#### [PROVIDED ENTRIES]

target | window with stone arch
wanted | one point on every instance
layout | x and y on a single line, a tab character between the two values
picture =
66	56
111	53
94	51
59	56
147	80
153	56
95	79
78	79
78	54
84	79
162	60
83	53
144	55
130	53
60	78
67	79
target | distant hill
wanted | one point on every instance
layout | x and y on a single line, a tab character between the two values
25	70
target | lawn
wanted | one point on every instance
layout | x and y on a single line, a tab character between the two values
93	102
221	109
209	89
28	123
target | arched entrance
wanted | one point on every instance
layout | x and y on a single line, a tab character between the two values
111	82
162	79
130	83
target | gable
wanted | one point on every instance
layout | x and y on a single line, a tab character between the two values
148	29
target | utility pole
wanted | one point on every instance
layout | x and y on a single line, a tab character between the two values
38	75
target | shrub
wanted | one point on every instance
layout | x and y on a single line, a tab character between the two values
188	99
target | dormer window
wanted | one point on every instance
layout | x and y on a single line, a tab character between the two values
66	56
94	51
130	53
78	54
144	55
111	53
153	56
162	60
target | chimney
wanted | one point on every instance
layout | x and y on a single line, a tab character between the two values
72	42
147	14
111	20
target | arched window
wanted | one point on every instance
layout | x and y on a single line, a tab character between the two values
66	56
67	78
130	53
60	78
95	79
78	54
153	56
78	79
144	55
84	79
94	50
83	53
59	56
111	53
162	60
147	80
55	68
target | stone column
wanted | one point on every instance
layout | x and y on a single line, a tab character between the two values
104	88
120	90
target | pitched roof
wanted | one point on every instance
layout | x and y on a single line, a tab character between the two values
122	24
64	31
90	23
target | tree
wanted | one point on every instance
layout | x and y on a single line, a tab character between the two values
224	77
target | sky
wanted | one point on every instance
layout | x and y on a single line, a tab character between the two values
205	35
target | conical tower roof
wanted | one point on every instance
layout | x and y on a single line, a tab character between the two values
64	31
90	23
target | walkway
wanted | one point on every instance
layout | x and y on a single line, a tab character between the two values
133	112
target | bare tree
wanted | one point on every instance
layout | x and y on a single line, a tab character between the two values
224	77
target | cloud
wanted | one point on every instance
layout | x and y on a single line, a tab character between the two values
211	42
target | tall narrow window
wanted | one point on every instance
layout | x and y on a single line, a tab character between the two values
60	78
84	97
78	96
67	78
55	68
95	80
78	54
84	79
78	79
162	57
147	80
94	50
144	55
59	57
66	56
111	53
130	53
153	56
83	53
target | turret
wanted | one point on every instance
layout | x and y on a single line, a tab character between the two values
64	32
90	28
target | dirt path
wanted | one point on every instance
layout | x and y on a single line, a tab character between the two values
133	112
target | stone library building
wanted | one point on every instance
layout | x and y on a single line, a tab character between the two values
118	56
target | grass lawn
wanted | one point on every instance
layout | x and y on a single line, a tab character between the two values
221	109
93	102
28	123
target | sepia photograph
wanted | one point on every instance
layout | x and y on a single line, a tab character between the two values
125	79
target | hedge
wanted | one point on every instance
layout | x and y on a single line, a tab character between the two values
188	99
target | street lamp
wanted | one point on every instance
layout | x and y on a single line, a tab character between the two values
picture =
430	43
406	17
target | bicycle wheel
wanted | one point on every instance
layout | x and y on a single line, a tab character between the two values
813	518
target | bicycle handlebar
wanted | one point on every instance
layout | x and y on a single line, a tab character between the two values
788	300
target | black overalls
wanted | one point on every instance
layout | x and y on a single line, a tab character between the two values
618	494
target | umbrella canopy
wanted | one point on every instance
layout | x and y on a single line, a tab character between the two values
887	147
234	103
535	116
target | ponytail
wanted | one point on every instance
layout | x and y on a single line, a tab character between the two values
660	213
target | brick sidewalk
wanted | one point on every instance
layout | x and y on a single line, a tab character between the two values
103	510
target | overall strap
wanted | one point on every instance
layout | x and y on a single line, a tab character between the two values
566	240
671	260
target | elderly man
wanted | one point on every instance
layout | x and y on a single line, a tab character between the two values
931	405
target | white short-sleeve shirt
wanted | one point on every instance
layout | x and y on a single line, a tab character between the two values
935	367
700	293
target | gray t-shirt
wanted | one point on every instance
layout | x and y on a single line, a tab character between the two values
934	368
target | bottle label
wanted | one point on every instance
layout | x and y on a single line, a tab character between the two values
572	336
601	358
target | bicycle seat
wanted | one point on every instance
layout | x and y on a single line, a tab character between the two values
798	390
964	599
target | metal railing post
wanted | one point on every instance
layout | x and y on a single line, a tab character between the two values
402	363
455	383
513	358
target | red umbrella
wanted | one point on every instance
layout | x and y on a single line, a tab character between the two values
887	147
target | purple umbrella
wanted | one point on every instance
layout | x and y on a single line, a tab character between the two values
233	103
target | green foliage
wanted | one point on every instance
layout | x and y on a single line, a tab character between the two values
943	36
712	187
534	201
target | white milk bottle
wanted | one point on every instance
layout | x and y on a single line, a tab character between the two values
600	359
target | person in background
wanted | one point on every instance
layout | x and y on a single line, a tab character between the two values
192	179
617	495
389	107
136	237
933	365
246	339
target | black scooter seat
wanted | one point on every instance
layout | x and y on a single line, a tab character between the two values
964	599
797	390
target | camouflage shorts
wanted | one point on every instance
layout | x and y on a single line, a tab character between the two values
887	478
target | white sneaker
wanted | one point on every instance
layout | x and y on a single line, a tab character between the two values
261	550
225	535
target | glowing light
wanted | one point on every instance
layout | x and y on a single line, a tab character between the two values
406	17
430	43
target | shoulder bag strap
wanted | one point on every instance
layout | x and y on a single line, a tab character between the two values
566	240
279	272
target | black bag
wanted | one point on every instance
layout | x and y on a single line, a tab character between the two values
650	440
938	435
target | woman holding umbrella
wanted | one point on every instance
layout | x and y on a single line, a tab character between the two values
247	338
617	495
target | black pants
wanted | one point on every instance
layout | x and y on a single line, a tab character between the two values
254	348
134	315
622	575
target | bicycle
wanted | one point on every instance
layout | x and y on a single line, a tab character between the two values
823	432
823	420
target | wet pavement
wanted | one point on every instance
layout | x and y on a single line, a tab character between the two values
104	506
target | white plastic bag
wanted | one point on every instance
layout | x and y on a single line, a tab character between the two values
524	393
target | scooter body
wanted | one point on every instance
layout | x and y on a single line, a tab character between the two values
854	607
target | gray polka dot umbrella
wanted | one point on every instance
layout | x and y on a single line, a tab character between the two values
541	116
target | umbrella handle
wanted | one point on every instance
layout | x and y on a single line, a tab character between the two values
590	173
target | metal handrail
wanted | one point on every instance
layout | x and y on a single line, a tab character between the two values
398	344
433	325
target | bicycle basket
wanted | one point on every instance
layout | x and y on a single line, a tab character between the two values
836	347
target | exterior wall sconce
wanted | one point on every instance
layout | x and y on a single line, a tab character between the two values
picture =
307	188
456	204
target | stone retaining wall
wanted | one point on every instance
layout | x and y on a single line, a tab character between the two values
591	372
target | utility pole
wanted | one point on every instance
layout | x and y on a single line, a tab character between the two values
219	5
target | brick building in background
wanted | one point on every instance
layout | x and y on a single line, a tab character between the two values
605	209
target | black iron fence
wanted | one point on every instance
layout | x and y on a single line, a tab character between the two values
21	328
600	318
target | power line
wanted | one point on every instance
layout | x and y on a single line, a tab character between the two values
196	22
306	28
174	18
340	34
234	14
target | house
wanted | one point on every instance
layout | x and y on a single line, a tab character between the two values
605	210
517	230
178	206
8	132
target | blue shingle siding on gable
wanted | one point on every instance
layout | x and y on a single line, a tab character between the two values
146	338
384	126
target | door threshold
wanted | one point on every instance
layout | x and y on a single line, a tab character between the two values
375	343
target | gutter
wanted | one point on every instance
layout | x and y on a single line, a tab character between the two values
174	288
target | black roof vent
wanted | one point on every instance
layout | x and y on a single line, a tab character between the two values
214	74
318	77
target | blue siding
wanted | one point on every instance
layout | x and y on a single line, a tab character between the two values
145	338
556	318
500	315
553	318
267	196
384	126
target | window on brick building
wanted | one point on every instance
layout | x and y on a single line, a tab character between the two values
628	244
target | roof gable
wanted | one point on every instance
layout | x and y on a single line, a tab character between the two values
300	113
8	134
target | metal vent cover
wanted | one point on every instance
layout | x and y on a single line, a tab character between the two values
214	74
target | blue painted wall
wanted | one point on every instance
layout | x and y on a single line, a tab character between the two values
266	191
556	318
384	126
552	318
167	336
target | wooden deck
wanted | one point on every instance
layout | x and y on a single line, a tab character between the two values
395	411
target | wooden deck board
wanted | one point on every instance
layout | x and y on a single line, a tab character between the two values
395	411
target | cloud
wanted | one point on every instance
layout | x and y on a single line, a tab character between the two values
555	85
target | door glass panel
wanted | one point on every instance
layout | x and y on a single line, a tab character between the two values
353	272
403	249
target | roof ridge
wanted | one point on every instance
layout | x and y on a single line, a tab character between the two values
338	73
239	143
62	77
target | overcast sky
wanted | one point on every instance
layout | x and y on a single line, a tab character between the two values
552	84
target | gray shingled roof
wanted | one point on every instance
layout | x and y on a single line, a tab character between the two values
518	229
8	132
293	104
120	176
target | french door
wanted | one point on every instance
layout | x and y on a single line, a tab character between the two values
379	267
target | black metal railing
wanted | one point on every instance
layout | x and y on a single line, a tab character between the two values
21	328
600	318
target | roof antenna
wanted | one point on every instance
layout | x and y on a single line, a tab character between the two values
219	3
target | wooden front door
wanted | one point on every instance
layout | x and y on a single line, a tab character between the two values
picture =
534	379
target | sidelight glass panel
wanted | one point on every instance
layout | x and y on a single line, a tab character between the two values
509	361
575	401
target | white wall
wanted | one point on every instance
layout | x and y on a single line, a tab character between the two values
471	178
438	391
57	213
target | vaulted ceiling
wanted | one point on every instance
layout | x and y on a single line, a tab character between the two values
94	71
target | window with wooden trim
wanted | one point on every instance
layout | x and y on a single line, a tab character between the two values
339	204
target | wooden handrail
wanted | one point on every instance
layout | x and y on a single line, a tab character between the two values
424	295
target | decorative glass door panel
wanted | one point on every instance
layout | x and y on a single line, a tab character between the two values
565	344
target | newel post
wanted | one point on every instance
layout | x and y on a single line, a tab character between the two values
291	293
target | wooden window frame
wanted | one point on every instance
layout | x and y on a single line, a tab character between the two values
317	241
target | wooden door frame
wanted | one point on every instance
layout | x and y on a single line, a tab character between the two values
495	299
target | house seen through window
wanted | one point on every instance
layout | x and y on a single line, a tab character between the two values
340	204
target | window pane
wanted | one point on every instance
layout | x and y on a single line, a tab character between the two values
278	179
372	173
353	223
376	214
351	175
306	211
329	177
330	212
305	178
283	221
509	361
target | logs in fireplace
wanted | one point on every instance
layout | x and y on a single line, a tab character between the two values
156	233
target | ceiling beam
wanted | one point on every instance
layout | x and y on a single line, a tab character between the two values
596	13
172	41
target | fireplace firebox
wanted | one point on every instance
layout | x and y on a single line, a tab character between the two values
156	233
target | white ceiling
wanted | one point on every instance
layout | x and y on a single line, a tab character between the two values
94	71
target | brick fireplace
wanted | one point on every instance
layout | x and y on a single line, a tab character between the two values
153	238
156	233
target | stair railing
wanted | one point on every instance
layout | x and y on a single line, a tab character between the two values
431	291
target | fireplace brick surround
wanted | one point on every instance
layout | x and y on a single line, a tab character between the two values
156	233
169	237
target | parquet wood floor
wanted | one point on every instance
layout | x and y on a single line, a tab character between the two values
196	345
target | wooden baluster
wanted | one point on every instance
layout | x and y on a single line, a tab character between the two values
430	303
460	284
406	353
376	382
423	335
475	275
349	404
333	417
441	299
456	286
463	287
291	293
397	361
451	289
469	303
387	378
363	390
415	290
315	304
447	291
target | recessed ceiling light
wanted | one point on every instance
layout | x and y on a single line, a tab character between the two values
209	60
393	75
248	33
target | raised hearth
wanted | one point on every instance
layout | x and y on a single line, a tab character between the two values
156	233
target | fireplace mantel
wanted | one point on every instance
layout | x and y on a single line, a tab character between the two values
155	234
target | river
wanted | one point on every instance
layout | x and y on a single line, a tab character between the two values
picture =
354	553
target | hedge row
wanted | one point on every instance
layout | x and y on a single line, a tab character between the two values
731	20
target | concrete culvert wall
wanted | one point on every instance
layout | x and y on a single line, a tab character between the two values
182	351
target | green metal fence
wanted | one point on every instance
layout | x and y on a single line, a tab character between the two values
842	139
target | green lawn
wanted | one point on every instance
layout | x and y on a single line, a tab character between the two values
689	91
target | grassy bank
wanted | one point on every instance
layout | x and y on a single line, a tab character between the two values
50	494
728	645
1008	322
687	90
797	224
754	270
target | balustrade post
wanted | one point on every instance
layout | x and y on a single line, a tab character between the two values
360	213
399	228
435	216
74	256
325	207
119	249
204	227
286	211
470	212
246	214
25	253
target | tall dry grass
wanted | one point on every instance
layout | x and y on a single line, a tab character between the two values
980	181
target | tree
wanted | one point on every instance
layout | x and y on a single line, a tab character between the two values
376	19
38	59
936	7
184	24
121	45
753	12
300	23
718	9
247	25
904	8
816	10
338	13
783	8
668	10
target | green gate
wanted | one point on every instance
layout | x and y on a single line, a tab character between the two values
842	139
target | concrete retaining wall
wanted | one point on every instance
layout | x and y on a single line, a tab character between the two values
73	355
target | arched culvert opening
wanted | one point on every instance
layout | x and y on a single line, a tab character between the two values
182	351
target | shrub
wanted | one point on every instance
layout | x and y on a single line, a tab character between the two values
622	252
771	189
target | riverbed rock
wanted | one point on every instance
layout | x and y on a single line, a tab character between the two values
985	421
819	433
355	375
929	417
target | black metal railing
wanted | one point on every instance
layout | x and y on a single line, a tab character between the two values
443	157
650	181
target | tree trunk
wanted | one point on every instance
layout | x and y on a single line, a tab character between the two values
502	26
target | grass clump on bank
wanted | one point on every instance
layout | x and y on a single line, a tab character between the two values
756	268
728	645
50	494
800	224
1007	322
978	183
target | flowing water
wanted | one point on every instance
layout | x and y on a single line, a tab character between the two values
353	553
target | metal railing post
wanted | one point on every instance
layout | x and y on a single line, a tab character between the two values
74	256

#### [SET TASK]
Give back exactly the lines beginning at the one with "target | arched culvert opening" and ending at the final line of the material; both boundary lines belong in it.

#### [RESPONSE TO THE TASK]
target | arched culvert opening
wanted | one point on every instance
layout | x and y on a single line, a tab character between the two values
182	351
target | shrub
wanted | one point on every instance
layout | x and y on a single line, a tab character between the two values
622	252
771	189
target | riverbed rock
wanted | one point on every instance
layout | x and y on a single line, a tab character between the two values
985	421
819	433
355	375
929	417
target | black metal railing
wanted | one point on every instance
layout | x and y on a single line, a tab character between the two values
443	157
650	181
target | tree trunk
wanted | one point on every instance
layout | x and y on a single line, a tab character between the two values
502	26
target | grass clump on bank
wanted | one point on every instance
layout | x and y on a single line, a tab character between the two values
756	268
728	645
50	494
800	224
1007	322
978	183
target | flowing water
wanted | one point on every instance
layout | x and y on a single line, a tab character between the two values
353	553
target | metal railing post
wanted | one point on every instance
layout | x and y on a single line, a tab character between the two values
74	256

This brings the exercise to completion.